Render every one of the records below as a JSON list of strings, one string per line, leaving out any blank lines.
— Start —
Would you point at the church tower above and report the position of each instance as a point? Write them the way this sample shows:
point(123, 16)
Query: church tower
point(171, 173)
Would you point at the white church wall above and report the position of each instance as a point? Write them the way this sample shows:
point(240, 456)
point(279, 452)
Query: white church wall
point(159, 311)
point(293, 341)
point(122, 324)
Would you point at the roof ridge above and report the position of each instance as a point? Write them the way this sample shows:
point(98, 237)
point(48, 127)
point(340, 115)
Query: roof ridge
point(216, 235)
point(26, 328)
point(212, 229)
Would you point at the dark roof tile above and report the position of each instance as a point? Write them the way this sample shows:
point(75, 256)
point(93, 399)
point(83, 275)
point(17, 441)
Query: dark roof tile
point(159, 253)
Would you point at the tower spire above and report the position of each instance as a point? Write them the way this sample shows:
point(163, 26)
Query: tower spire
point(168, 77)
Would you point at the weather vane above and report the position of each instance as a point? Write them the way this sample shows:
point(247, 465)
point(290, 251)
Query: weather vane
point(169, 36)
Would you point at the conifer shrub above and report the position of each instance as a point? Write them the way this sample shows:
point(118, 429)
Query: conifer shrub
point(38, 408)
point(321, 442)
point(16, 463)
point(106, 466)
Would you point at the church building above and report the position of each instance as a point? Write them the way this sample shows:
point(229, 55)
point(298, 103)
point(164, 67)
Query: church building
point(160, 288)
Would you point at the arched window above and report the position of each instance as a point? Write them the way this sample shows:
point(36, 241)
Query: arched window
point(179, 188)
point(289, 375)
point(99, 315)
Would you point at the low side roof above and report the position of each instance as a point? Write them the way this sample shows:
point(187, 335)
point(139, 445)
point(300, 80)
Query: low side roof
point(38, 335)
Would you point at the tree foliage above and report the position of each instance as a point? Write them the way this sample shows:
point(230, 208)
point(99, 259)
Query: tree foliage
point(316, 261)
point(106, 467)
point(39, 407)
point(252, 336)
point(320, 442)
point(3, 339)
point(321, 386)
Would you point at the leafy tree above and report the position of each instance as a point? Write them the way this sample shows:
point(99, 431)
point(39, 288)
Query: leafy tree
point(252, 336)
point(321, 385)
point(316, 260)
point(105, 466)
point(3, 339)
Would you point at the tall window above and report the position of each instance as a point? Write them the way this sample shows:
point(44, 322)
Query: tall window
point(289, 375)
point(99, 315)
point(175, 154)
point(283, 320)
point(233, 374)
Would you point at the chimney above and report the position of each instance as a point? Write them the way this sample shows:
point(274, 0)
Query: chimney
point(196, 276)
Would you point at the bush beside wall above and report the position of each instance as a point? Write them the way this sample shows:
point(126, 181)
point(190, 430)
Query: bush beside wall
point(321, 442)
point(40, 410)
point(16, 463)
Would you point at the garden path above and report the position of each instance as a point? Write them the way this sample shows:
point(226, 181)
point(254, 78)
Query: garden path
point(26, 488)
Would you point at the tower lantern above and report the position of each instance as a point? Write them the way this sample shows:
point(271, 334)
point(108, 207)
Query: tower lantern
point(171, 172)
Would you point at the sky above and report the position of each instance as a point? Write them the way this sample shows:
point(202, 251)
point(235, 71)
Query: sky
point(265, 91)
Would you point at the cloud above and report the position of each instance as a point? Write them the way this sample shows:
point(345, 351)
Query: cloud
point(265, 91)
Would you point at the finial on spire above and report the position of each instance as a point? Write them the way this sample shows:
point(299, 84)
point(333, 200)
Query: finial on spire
— End —
» **Right answer**:
[
  "Would you point at the church tower above and report the position of each instance as a point? Write them the way this sample shows:",
  "point(123, 16)",
  "Query: church tower",
  "point(171, 173)",
  "Would you point at the white church wall above and report the position of each instance as a point? Write them the way this sample shows:",
  "point(240, 456)",
  "point(279, 452)",
  "Query: white church wall",
  "point(159, 311)",
  "point(293, 341)",
  "point(122, 324)",
  "Would you point at the roof ridge above and report the position of each instance as a point? Write them the way this sample shows:",
  "point(98, 237)",
  "point(48, 127)",
  "point(340, 115)",
  "Query: roof ridge",
  "point(216, 235)",
  "point(26, 328)",
  "point(212, 229)",
  "Would you point at the dark roof tile above and report the position of each instance as a point? Write them the way this sample shows:",
  "point(75, 256)",
  "point(93, 399)",
  "point(83, 275)",
  "point(17, 441)",
  "Query: dark roof tile",
  "point(159, 253)",
  "Would you point at the tower spire above and report the position of each instance as a point? Write them the way this sample shows:",
  "point(163, 26)",
  "Query: tower spire",
  "point(168, 77)",
  "Would you point at the weather vane above and report the position of each instance as a point? Write them the way this sample shows:",
  "point(247, 465)",
  "point(290, 251)",
  "Query: weather vane",
  "point(169, 36)",
  "Would you point at the conifer shrub above and report the position of each instance as a point? Write them the way this sample shows:",
  "point(118, 429)",
  "Query: conifer shrub",
  "point(38, 408)",
  "point(321, 442)",
  "point(16, 463)",
  "point(106, 466)",
  "Would you point at the church building above and report the position of each instance as a point? Write them the way this sample shows:",
  "point(229, 55)",
  "point(298, 103)",
  "point(164, 67)",
  "Query: church building",
  "point(160, 288)",
  "Would you point at the arched window above and report the position of each instance as a point? Write them the way this sample shows:",
  "point(36, 241)",
  "Query: arched window",
  "point(179, 188)",
  "point(289, 375)",
  "point(99, 315)",
  "Would you point at the low side roof above and report the position of each instance as a point? Write them the way this sample shows:",
  "point(187, 335)",
  "point(139, 445)",
  "point(300, 80)",
  "Query: low side roof",
  "point(38, 335)",
  "Would you point at the tree foliage above and report the position of each instance as a point? Write them the way this sample shows:",
  "point(230, 208)",
  "point(99, 259)",
  "Query: tree foliage",
  "point(316, 261)",
  "point(106, 467)",
  "point(39, 407)",
  "point(252, 336)",
  "point(320, 442)",
  "point(3, 339)",
  "point(321, 386)",
  "Would you point at the leafy tree above and report the position of each instance as a point? Write them the way this sample shows:",
  "point(99, 431)",
  "point(39, 288)",
  "Query: leafy tree",
  "point(252, 336)",
  "point(321, 385)",
  "point(316, 260)",
  "point(105, 466)",
  "point(3, 339)",
  "Would you point at the tall window above and report the position of each instance as a point? Write them the way this sample shows:",
  "point(44, 322)",
  "Query: tall window",
  "point(289, 375)",
  "point(99, 315)",
  "point(175, 154)",
  "point(283, 320)",
  "point(233, 374)",
  "Would you point at the chimney above and report the position of each instance as a point? Write them the way this sample shows:",
  "point(274, 0)",
  "Query: chimney",
  "point(196, 276)",
  "Would you point at the bush beside wall above and report the position of each instance as a point? Write them the way this sample shows:",
  "point(126, 181)",
  "point(190, 430)",
  "Query: bush beside wall",
  "point(321, 442)",
  "point(40, 410)",
  "point(16, 463)",
  "Would you point at the garden path above and report the position of each instance as a point? Write them the way this sample shows:",
  "point(226, 181)",
  "point(254, 78)",
  "Query: garden path",
  "point(26, 488)",
  "Would you point at the tower lantern above and report the position of each instance as a point? Write them the way this sample shows:",
  "point(271, 334)",
  "point(108, 207)",
  "Query: tower lantern",
  "point(171, 172)",
  "Would you point at the sky above and report the position of each instance as a point? Write them the way this sample shows:",
  "point(202, 251)",
  "point(235, 71)",
  "Query: sky",
  "point(265, 91)",
  "Would you point at the cloud above and report the position of each instance as a point? Write them the way this sample shows:",
  "point(345, 351)",
  "Query: cloud",
  "point(265, 91)",
  "Would you point at the finial on spire above and report the position of each instance as a point? Write them the way this sample shows:",
  "point(299, 84)",
  "point(333, 200)",
  "Query: finial on spire"
]